**DATASET CONTENT**:
┌──

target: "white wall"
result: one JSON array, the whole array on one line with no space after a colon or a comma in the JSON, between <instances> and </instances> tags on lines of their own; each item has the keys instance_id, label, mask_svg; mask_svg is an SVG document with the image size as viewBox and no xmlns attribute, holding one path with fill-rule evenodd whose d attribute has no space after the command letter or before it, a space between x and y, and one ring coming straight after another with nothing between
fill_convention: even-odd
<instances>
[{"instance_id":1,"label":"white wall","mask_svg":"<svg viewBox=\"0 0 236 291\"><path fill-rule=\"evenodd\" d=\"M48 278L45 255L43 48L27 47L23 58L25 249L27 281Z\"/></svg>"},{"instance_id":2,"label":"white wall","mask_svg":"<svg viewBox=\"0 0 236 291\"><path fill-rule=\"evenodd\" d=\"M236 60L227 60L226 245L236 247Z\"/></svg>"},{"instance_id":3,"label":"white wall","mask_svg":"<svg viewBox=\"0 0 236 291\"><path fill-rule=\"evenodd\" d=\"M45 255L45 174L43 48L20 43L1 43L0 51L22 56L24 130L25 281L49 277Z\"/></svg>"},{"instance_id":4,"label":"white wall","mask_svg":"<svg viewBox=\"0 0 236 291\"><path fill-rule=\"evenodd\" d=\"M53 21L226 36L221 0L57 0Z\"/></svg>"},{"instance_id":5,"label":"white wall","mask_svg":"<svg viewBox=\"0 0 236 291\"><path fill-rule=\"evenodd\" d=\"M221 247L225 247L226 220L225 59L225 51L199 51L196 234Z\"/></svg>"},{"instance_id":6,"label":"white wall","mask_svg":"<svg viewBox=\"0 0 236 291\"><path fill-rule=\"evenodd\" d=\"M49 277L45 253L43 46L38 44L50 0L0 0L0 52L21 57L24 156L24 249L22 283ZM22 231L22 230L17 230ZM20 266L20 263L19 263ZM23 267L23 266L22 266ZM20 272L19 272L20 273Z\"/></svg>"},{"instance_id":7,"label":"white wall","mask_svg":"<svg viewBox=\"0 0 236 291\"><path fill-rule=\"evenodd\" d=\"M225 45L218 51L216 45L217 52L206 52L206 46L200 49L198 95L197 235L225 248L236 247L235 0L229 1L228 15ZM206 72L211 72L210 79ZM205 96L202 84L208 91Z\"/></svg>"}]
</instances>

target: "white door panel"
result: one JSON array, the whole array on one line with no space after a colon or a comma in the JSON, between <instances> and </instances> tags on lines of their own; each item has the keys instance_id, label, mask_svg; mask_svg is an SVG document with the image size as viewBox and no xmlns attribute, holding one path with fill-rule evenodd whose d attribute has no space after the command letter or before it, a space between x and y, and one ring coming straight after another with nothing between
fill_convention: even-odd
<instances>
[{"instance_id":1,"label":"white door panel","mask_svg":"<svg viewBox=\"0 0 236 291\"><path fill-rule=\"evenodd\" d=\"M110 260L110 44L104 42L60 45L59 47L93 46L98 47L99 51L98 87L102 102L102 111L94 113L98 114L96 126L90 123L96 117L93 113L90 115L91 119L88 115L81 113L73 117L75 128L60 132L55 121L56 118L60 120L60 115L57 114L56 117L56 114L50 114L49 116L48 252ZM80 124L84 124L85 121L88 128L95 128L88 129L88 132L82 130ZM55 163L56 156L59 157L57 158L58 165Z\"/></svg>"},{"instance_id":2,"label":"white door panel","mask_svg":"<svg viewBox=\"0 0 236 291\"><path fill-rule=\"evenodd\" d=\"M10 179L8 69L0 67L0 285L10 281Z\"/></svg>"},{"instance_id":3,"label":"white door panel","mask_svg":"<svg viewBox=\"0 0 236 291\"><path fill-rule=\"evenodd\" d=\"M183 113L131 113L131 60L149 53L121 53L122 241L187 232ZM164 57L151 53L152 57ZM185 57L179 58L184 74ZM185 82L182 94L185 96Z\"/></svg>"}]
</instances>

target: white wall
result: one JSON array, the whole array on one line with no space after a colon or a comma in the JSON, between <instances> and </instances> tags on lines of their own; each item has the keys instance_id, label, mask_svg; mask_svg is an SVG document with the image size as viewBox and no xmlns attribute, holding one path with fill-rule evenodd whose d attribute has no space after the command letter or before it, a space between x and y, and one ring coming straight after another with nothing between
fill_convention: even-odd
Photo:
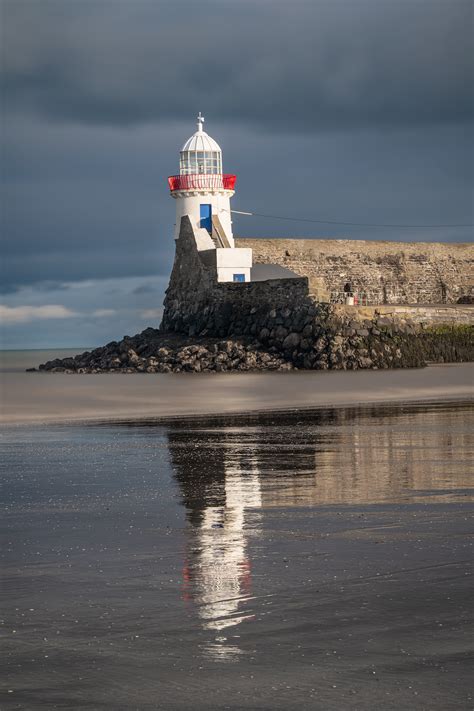
<instances>
[{"instance_id":1,"label":"white wall","mask_svg":"<svg viewBox=\"0 0 474 711\"><path fill-rule=\"evenodd\" d=\"M194 238L196 240L198 252L216 248L216 245L211 239L211 235L204 229L204 227L194 228Z\"/></svg>"},{"instance_id":2,"label":"white wall","mask_svg":"<svg viewBox=\"0 0 474 711\"><path fill-rule=\"evenodd\" d=\"M249 247L219 248L216 250L218 267L250 267L252 266L252 250Z\"/></svg>"},{"instance_id":3,"label":"white wall","mask_svg":"<svg viewBox=\"0 0 474 711\"><path fill-rule=\"evenodd\" d=\"M181 225L181 218L184 215L189 215L191 224L194 230L200 228L200 205L207 204L212 205L212 214L217 215L221 221L222 227L226 236L229 240L229 244L234 246L234 237L232 235L232 219L230 214L230 191L222 193L202 193L200 195L186 195L185 197L179 197L178 195L173 195L176 200L176 224L175 224L175 239L179 237L179 228Z\"/></svg>"},{"instance_id":4,"label":"white wall","mask_svg":"<svg viewBox=\"0 0 474 711\"><path fill-rule=\"evenodd\" d=\"M216 198L220 198L220 202L217 202ZM214 202L211 202L214 199ZM252 249L249 247L234 247L234 240L229 237L229 233L226 232L232 247L219 247L216 249L214 242L209 235L209 232L200 227L200 205L205 203L212 205L214 214L220 215L220 220L222 227L224 229L231 229L230 222L230 212L223 212L223 205L228 205L230 210L230 201L228 196L215 196L215 195L200 195L200 196L190 196L183 198L176 198L176 221L177 228L181 224L181 216L188 215L191 220L191 225L193 227L194 239L196 240L196 246L198 251L205 252L209 250L215 251L216 257L216 269L217 269L217 281L234 281L234 274L244 274L245 281L250 281L250 269L252 267ZM219 207L221 208L221 213L218 212ZM224 208L226 209L226 208ZM188 211L188 212L186 212ZM214 256L214 255L212 255ZM212 262L213 263L213 262Z\"/></svg>"},{"instance_id":5,"label":"white wall","mask_svg":"<svg viewBox=\"0 0 474 711\"><path fill-rule=\"evenodd\" d=\"M245 274L250 281L252 250L248 247L216 249L217 281L234 281L234 274Z\"/></svg>"}]
</instances>

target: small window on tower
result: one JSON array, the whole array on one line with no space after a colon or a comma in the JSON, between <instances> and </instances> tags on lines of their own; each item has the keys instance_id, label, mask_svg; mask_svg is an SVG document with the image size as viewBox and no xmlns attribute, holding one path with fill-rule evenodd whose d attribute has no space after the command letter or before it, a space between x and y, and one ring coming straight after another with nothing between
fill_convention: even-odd
<instances>
[{"instance_id":1,"label":"small window on tower","mask_svg":"<svg viewBox=\"0 0 474 711\"><path fill-rule=\"evenodd\" d=\"M245 274L234 274L234 281L245 281Z\"/></svg>"}]
</instances>

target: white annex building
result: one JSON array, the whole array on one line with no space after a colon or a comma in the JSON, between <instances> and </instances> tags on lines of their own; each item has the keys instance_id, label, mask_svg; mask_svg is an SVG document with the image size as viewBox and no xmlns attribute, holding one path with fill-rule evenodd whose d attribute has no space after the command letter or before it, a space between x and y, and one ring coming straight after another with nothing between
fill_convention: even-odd
<instances>
[{"instance_id":1,"label":"white annex building","mask_svg":"<svg viewBox=\"0 0 474 711\"><path fill-rule=\"evenodd\" d=\"M222 172L220 146L203 130L201 113L197 121L197 131L181 149L179 175L168 178L171 196L176 200L175 239L181 218L187 215L198 250L206 256L212 250L217 280L250 281L252 250L235 247L232 235L230 198L236 176Z\"/></svg>"}]
</instances>

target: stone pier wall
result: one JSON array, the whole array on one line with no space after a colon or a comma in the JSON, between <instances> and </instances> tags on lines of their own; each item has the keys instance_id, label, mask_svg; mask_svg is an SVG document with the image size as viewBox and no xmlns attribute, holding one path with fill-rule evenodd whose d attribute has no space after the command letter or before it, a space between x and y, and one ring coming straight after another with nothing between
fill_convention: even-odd
<instances>
[{"instance_id":1,"label":"stone pier wall","mask_svg":"<svg viewBox=\"0 0 474 711\"><path fill-rule=\"evenodd\" d=\"M356 369L472 360L473 324L469 305L320 303L305 276L217 283L183 218L160 328L191 337L254 338L297 368Z\"/></svg>"},{"instance_id":2,"label":"stone pier wall","mask_svg":"<svg viewBox=\"0 0 474 711\"><path fill-rule=\"evenodd\" d=\"M215 269L197 251L189 219L183 217L161 329L188 336L249 333L250 326L258 320L255 314L298 304L306 298L306 277L217 282Z\"/></svg>"},{"instance_id":3,"label":"stone pier wall","mask_svg":"<svg viewBox=\"0 0 474 711\"><path fill-rule=\"evenodd\" d=\"M322 300L332 291L375 303L441 304L474 298L474 245L345 239L238 239L256 264L280 264L309 280Z\"/></svg>"}]
</instances>

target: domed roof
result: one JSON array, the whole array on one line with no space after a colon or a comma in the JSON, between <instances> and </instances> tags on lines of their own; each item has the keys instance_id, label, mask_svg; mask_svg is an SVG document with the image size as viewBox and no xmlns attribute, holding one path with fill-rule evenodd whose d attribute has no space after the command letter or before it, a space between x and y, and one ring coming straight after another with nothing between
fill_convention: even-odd
<instances>
[{"instance_id":1,"label":"domed roof","mask_svg":"<svg viewBox=\"0 0 474 711\"><path fill-rule=\"evenodd\" d=\"M188 138L181 151L219 151L221 153L221 148L216 141L211 138L205 131L202 130L202 124L204 123L204 116L201 116L199 112L198 129L196 133Z\"/></svg>"}]
</instances>

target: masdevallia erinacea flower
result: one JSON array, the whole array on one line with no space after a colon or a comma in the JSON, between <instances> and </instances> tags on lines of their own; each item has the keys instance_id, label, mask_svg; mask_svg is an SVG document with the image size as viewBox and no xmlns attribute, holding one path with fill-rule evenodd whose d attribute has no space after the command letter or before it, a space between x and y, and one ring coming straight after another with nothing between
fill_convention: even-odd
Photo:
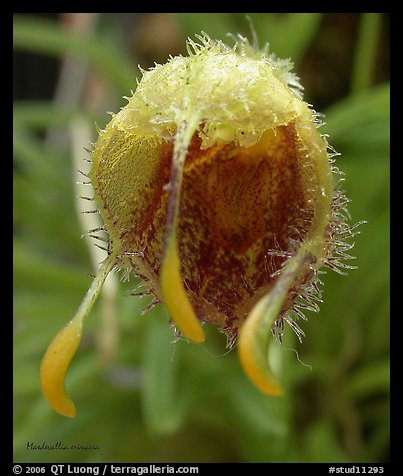
<instances>
[{"instance_id":1,"label":"masdevallia erinacea flower","mask_svg":"<svg viewBox=\"0 0 403 476\"><path fill-rule=\"evenodd\" d=\"M351 267L335 154L290 62L242 37L232 48L197 38L188 56L143 72L92 152L108 257L42 361L43 393L62 415L75 415L64 376L112 269L134 270L189 340L218 325L250 380L280 395L271 335L281 342L285 321L301 339L296 321L321 300L319 269Z\"/></svg>"}]
</instances>

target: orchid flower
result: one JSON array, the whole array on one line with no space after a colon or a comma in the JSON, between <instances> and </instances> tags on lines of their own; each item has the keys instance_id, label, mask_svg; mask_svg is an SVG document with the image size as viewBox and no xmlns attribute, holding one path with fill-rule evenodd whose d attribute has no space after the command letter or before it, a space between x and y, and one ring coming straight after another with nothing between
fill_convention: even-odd
<instances>
[{"instance_id":1,"label":"orchid flower","mask_svg":"<svg viewBox=\"0 0 403 476\"><path fill-rule=\"evenodd\" d=\"M64 377L111 270L141 277L184 338L219 326L253 384L278 396L270 343L284 322L304 336L297 321L319 310L322 267L353 268L336 153L291 62L240 36L234 47L196 38L188 56L142 72L92 151L108 256L42 361L43 394L62 415L75 416Z\"/></svg>"}]
</instances>

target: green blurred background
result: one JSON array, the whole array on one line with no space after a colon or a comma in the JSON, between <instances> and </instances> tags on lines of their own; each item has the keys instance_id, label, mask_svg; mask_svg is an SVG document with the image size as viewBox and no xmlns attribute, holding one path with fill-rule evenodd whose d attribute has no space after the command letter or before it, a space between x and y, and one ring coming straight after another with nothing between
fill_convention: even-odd
<instances>
[{"instance_id":1,"label":"green blurred background","mask_svg":"<svg viewBox=\"0 0 403 476\"><path fill-rule=\"evenodd\" d=\"M137 64L185 54L201 30L250 36L245 15L14 16L15 462L389 460L387 14L249 14L260 45L295 62L307 102L325 113L352 221L368 221L355 239L358 269L323 277L303 343L288 328L273 348L285 396L260 394L213 327L203 346L173 344L164 307L143 315L147 298L128 296L135 279L110 280L88 320L67 377L77 418L40 392L42 355L101 256L80 238L89 215L78 213L74 184L94 123L126 104ZM29 449L57 442L95 449Z\"/></svg>"}]
</instances>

└──

**TASK ITEM**: Copy the lines above exactly, beginning at the line that has "target: white annex building" and stopping after the line that has "target: stone pier wall", and omit the rest.

**EXERCISE ANSWER**:
target: white annex building
result: one JSON array, the whole array on one line with no space after a colon or a comma in the JSON, between <instances> and </instances> tags on lines of their own; each item has the keys instance_id, label, mask_svg; mask_svg is an SVG document with the image size as viewBox and no xmlns attribute, holding one path with fill-rule evenodd whose d attribute has no space after the command letter or before it, a space between x and y, and one ring coming straight after another with nothing between
fill_convention: even-odd
<instances>
[{"instance_id":1,"label":"white annex building","mask_svg":"<svg viewBox=\"0 0 474 711\"><path fill-rule=\"evenodd\" d=\"M222 172L220 146L203 130L201 113L197 121L197 131L181 149L179 175L168 178L171 196L176 200L175 239L181 218L187 215L198 250L206 256L212 250L217 280L250 281L252 250L235 247L232 235L230 198L236 176Z\"/></svg>"}]
</instances>

target: stone pier wall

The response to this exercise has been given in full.